Görev 1:
Kayıtlarda "rough" kelimesi geçen kaç satır var? Yalnızca sayıyı yaz; büyük-küçük harf farkı önemli.

+===+

Ancak Müslüman kitlelerin ezici çoğunluğu farklı Kur’an Mushaflarının olduğunu bilmez. Konuyu bilen İslam âlimleri ise Bir hadiste yer alan “Kur’an’ın 7 kıraat üzerine indirildiği” açıklamasını yaparlar ve Kur’an Mushafları arasındaki farklılığın Kur’an daha yazılmamış iken Kur’an’ı ezberleyen sahabeler arasındaki şive-ağız farklılıklarına bağlarlar. Kaç değişik Kur’an Mushafı’nın var olduğu bilinmese de günümüze ulaşan farklı Kur’an Mushafları vardır. Libya’da Qaloon ve Sudan’da El-duri Mushafları kullanılır ve bu Mushaflarda da diğer Mushaflara göre farklılık vardır. Ama biz şu anda İslam dünyasında en fazla kullanılan 2 farklı Kur’an Mushaf olan Warsh ve Hafs Mushaflarının birbirlerinden farklılıklarını inceleyeceğiz.

Kuzey Afrika (Warsh) Müstafi: Cezayir, Fas, Tunus’un bir kısmı, Afrika’nın ortalarındaki ülkelerde yasayan Müslüman topluluklarınca kullanılan Mushaf’tır. Osman El-Kutbi El-Masri’ye atfedilen Mushaf’tır.

Ortadoğu (Hafs) Müstafi: Türkiye dâhil diğer birçok ülkede kullanılan Mushaf budur. Hafs Al-Asadi’ye atfen bu ismi almıştır.

Suudi Arabistan’da bu iki Mushaf’ta kullanılır.

+===+

Görev 2:
Kur'an Mushafları hakkındaki yukarıdaki metne göre şu soruları kısaca cevapla:
(a) Libya'da hangi Mushaf kullanılır?
(b) Warsh Mushafı kime atfedilir?
(c) Hafs Mushafı adını kime atfen almıştır?

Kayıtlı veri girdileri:
+===+

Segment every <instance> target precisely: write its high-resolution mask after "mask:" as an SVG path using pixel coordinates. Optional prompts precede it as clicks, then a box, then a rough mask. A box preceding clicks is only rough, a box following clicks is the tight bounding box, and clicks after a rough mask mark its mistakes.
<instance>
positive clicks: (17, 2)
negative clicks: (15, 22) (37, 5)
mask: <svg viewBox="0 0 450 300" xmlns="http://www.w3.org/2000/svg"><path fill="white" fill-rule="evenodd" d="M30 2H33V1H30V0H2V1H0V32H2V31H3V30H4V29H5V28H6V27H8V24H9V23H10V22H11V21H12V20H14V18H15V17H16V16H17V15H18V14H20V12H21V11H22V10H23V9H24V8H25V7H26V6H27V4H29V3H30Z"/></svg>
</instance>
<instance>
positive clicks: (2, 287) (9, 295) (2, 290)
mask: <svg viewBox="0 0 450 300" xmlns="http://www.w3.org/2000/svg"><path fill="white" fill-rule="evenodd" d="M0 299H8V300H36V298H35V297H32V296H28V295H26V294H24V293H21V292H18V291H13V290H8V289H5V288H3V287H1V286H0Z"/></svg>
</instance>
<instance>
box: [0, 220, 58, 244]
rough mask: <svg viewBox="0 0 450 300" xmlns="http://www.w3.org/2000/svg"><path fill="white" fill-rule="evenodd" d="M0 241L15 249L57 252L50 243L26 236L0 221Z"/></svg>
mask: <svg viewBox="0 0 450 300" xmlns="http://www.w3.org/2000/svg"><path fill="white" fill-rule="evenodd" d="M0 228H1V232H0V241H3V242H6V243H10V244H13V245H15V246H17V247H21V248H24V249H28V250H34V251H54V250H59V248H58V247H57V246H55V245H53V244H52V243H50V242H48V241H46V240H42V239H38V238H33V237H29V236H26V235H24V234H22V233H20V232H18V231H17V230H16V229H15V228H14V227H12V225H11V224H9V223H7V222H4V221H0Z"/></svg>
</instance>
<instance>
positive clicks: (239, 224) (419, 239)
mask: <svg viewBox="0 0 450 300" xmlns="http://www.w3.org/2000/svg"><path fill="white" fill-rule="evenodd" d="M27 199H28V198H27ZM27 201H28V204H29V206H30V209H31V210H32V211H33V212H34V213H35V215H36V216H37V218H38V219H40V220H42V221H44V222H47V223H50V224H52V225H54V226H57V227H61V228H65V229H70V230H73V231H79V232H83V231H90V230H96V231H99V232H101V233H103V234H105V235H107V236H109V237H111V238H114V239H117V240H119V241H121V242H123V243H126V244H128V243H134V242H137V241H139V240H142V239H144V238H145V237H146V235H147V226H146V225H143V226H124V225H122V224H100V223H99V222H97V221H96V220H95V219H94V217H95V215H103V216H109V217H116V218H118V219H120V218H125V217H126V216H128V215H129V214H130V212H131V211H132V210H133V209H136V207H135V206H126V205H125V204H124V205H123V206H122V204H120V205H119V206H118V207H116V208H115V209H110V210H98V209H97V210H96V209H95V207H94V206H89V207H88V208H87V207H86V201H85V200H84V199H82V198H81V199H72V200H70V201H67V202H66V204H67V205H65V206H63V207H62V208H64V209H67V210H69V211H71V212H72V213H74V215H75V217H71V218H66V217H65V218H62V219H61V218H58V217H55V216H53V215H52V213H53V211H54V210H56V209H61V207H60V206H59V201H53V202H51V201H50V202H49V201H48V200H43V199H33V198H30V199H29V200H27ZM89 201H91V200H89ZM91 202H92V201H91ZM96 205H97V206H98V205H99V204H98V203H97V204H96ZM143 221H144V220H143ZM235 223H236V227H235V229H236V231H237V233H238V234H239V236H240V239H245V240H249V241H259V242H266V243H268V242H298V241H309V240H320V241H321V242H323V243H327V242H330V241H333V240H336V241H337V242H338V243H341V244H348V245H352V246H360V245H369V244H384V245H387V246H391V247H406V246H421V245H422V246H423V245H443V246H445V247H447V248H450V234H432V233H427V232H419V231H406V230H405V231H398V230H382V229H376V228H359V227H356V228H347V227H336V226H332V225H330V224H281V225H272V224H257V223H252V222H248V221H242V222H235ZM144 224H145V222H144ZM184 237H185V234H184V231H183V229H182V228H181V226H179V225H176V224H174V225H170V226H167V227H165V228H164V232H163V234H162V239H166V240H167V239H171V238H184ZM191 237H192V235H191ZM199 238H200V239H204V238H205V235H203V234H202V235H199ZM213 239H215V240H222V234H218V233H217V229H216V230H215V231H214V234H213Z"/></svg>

+===+

Cevap 1:
2

Cevap 2:
(a) Qaloon Mushafı.
(b) Osman El-Kutbi El-Masri'ye.
(c) Hafs Al-Asadi'ye.